◆ **Requirement**
From the text on genital tuberculosis, list every associated condition it names as making endometrial curettage contraindicated.

Aim: The aim of this study is to compare the results of nested polymerase chain reaction (PCR) for early detection of genital tuberculosis (GTB) using menstrual blood (MB) and endometrial tissue (ET) as samples in females presenting as infertility. Methods: The ET and MB samples were collected from a total of 194 females, enrolled in this study. DNA isolation from samples was done using standard, phenol–chloroform method. Heat shock protein gene (hsp65/groEL2) of Mycobacterium tuberculosis was targeted and amplified, and the final products were analyzed. Results: Overall, 126 (65%) cases of infertility were positive for M. tuberculosis complex by nested PCR. The detection rates in the two samples were statistically insignificant. The combined positivity rate of ET and MB, when compared with positivity rate in MB showed a positive predictive value, negative predictive value, and accuracy of 100%, 68.7%, and 84%, respectively. The results of nested PCR using MB as sample alone showed good agreement with the nested PCR results of the combined samples. Conclusions: The hsp65 Nested PCR of MB can be used as a noninvasive screening test for early diagnosis of GTB.


Keywords: Endometrial tissue, genital tuberculosis, menstrual blood, polymerase chain reaction


How to cite this article:
Chaubey L, Kumar D, Prakash V, Nath G. Menstrual blood versus endometrial biopsy in detection of genital tuberculosis by using nested polymerase chain reaction in an endemic region. J Hum Reprod Sci 2019;12:35-9

How to cite this URL:
Chaubey L, Kumar D, Prakash V, Nath G. Menstrual blood versus endometrial biopsy in detection of genital tuberculosis by using nested polymerase chain reaction in an endemic region. J Hum Reprod Sci [serial online] 2019 [cited 2019 Jul 17];12:35-9. Available from: http://www.jhrsonline.org/text.asp?2019/12/1/35/255778





   Introduction Top


Female genital tuberculosis (GTB) is a common health problem in the majority of the developing countries and infertility caused by it is reported to occur in 5%–16% of Indian women.[1] The disease is predominantly caused by Mycobacterium tuberculosis and almost always occurs due to reactivation of the infection, may be coming from lungs to endometrium.[2],[3] The clinical presentation of female GTB ranges from an asymptomatic, subclinical disease that may damage the genital organs to the presence of a wide spectrum of symptoms as chronic pelvic inflammatory disease, menstrual irregularities, lower abdominal pain, pelvic mass, and infertility. Early diagnosis and prompt initiation of the specific therapy are of utmost importance in the restoration of reproductive functions. Diagnostic workup requires imaging, laparoscopy, histopathology, bacteriological, and serological tests. Conventional methods such as Ziehl Neelsen stain smear examination and culture have poor sensitivity and specificity along with delayed results for the diagnosis of female GTB. In the recent times, polymerase chain reaction (PCR), especially nested protocol has been found to be the most sensitive technique for rapid detection and differentiation of M. tuberculosis complex (MTC) in paucibacillary clinical conditions.[4],[5],[6] The heat shock protein (hsp65) gene is highly conserved and has already been targeted for the diagnosis of MTC.[7] This gene is slightly less conserved than the 16S rRNA sequences and therefore, it provides better opportunity to target genetically related species of mycobacteria, i.e., MTC from M. tuberculosis.[7],[8]

Endometrial tissue (ET) sample obtained by curettage is considered to be the ideal sample in the diagnosis of endometrial tuberculosis (TB). However, this invasive procedure is contraindicated when associated conditions such as pelvic inflammatory disease, vaginismus, cervical stenosis, and coagulopathy are present as curettage may further lead to the flaring of the existing problem. There are a few studies available which have explored the utility of molecular methods in the diagnosis of female GTB on isolated samples either endometrial tissue (ET) or menstrual blood (MB). While a study from Ethiopia has included only biopsied ET, an Indian study has included MB specimens for the detection of MTB.[9],[10] However, they have not compared the utility of MB with endometrial biopsy in the diagnosis of GTB by using nested PCR.[10] Hence, in the present study, the utility of MB specimens which may be collected repeatedly by noninvasive technique has been explored in comparison to ET in the diagnosis of female GTB.

◆ **Material shown**
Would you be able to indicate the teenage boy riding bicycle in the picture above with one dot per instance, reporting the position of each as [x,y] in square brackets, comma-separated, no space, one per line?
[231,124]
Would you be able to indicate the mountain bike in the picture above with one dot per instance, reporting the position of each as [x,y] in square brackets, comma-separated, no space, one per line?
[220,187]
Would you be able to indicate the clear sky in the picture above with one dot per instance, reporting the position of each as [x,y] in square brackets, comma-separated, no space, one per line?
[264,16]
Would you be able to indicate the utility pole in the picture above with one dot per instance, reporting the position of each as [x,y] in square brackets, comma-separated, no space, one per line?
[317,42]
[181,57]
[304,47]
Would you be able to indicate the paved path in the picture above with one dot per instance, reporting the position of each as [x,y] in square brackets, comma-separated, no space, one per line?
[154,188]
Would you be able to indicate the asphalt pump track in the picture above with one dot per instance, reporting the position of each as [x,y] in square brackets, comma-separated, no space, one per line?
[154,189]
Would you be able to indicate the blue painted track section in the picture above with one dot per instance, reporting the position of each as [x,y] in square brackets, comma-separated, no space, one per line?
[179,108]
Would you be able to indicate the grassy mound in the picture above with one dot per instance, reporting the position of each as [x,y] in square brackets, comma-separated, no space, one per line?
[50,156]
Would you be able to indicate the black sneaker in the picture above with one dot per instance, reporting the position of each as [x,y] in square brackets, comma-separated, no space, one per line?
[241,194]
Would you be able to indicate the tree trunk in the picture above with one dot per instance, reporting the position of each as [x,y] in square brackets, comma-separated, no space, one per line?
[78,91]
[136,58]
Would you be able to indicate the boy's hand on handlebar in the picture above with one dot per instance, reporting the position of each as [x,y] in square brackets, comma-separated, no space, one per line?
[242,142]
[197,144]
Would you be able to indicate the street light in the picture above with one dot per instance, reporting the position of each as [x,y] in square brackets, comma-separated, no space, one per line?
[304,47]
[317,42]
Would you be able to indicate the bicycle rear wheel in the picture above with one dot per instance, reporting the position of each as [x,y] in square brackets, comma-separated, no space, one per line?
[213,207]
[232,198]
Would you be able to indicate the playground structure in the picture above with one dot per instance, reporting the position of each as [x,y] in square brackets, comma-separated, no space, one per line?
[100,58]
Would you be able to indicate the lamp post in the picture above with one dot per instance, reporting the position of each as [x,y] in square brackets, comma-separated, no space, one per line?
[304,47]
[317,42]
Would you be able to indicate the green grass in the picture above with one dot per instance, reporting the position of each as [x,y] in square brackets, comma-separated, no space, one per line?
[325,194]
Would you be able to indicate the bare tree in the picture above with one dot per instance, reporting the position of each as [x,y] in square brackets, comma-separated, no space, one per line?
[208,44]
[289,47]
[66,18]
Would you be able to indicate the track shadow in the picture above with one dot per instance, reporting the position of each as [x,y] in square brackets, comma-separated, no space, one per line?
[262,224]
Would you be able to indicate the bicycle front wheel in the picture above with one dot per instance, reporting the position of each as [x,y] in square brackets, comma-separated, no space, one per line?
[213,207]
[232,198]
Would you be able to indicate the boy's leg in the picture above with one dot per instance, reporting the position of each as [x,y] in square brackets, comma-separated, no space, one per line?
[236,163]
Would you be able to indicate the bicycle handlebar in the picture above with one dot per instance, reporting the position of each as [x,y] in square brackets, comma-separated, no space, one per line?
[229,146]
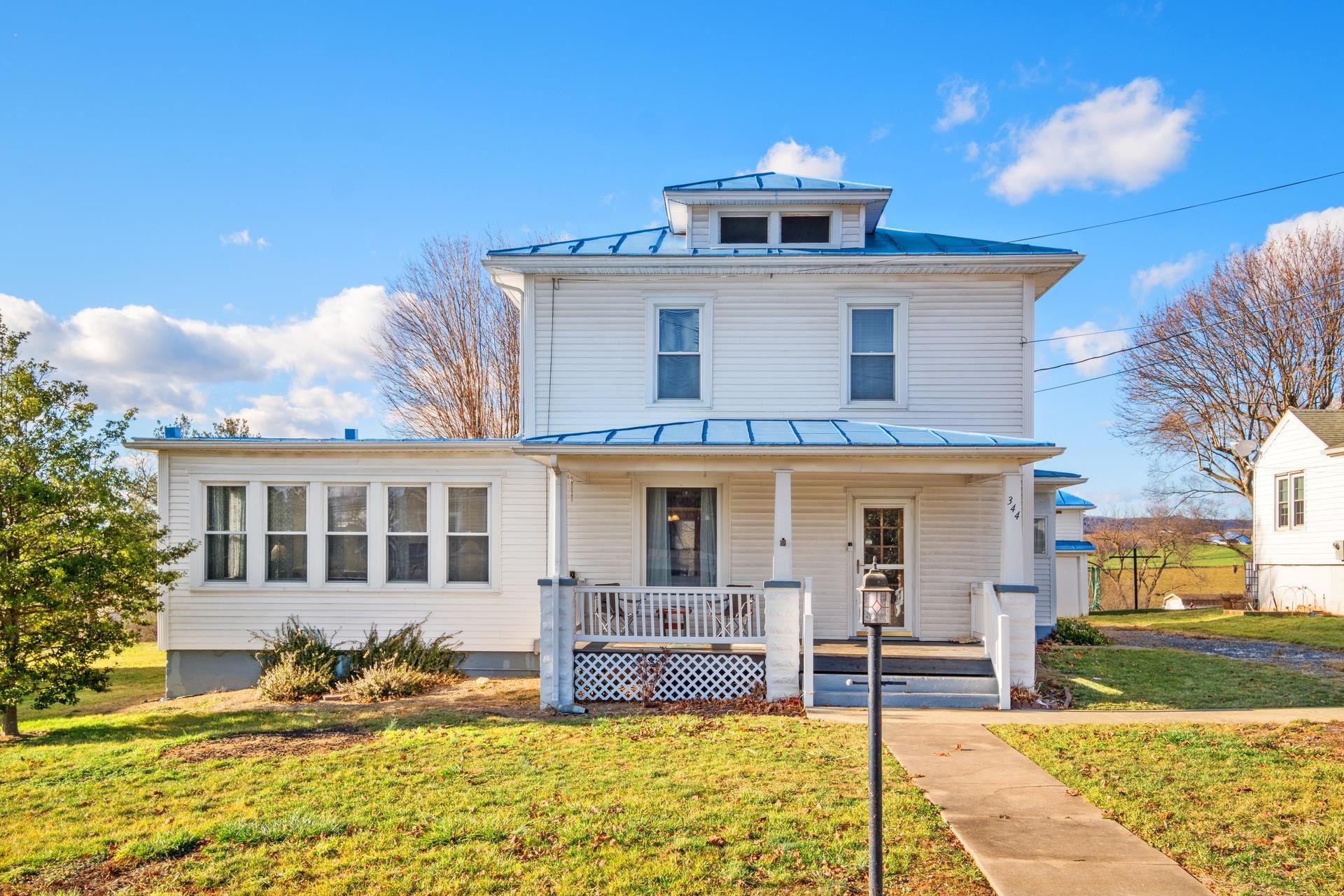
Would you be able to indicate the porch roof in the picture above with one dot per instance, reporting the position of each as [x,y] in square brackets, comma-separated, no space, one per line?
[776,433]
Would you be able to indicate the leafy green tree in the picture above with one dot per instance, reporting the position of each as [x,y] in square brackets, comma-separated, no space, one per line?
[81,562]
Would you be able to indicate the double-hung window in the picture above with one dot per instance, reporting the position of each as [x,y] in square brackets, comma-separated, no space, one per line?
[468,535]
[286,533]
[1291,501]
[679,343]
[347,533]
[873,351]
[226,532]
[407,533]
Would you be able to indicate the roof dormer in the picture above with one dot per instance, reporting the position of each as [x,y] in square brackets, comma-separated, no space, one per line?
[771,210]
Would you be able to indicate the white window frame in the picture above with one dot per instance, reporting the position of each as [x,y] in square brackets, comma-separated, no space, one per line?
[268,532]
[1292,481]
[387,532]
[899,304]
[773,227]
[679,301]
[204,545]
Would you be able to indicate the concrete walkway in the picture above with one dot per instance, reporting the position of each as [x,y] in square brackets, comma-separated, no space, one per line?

◆ **Result of this task**
Pelvic inflammatory disease
Vaginismus
Cervical stenosis
Coagulopathy